■ **QUESTIONS**:
1. Reproduce everything in the passage about keen noses from "A young woman" down to "nostrils for it.", substituting "orchards" for "gardens".
2. In the passage about keen noses, how many of the five glasses of wine did Brian Shuttleworth identify exactly correctly in the blindfolded tasting?

■ **READING PASSAGE**:
= Beginning of Section =

The Tongue or The Nose
A wine connoisseur friend of ours, Brian Shuttleworth, grew up with the steel mills spewing ash in the streets of Pittsburgh. As a young man he moved to the Pacific Northwest and soon discovered that he had an extraordinary pallet. In one blind folded wine tasting exercise he was asked to identify five glasses of wine by region and vintner. He got four of the five exactly correct. The fifth, however, he was way off. Sure he was not that far off, Brian asked for some additional information. Upon further inquiry into the wine he had missed, the judges research revealed that the oak barrels that had been used in the aging of the wine were from the exact winery that our friend Brian had identified. That is what I call a supersmeller!
One of my sisters is a supersmeller who fell in love with the product Fabreze. She claimed that the odorless version of the spray could hide most of the noxious fumes she smelled all over her house. Being a rather odor filled boy, I was always out of step with my sister’s sensitive nose. I was careful to be bathed and scentless in her presence. No AXE for me!
A young woman in Florida was hired by a French fragrance company as a Nose. Her job was to walk around the gardens and find the fragrances which were the most pleasing to her. Then she was to go into the lab and work with chemists to find the chemical combinations which most closely replicated those smells. Pretty cool day job, if you have the nostrils for it.

= End of Section =

■ **STUDY MATERIAL**:
= Beginning of Section =

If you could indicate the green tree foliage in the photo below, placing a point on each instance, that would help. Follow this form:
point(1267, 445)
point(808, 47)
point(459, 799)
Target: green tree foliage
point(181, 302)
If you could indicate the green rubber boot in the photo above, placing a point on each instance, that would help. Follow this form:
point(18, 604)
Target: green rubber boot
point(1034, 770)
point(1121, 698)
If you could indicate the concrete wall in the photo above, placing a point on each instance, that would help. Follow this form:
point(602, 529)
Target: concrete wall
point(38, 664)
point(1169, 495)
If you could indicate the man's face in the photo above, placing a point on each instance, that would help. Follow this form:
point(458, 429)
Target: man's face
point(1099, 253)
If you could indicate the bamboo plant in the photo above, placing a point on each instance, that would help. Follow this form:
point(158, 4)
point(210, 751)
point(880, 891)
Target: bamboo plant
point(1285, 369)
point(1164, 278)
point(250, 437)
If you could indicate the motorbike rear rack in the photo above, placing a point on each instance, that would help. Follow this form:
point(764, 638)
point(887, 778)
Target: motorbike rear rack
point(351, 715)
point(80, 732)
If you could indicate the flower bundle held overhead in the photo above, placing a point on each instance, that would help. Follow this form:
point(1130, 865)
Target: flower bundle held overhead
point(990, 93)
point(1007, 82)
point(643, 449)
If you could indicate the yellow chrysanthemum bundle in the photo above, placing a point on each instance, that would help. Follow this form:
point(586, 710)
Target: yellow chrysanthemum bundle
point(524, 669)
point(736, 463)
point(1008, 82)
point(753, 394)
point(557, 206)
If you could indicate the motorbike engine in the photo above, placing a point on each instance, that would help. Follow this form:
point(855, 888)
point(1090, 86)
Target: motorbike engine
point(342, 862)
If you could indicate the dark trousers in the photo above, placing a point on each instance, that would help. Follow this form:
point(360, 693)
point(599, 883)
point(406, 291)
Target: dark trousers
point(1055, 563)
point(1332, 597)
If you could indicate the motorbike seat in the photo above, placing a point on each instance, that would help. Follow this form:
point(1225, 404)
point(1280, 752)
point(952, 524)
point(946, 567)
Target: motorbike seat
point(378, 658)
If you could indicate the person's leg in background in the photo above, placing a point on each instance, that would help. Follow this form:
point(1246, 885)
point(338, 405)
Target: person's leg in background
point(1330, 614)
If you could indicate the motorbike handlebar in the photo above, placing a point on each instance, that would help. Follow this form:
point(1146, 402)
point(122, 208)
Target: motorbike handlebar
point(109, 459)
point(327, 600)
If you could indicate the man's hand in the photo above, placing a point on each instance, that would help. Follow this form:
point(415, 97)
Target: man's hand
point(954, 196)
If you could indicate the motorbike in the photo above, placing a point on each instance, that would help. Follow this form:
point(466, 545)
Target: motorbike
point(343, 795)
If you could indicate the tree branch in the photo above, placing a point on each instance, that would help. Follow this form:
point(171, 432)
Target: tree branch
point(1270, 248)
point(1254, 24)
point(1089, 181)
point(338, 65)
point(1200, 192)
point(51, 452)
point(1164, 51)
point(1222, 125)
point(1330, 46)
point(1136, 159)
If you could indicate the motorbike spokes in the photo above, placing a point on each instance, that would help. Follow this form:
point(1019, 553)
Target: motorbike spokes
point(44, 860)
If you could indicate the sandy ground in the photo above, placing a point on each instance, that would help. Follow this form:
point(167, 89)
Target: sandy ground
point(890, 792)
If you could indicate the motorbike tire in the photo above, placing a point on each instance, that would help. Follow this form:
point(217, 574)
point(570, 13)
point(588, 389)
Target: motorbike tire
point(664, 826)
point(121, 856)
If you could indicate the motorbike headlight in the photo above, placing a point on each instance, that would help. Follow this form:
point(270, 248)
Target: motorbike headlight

= End of Section =

■ **WRITTEN RESPONSES**:
1.
A young woman in Florida was hired by a French fragrance company as a Nose. Her job was to walk around the orchards and find the fragrances which were the most pleasing to her. Then she was to go into the lab and work with chemists to find the chemical combinations which most closely replicated those smells. Pretty cool day job, if you have the nostrils for it.

2. Four of the five.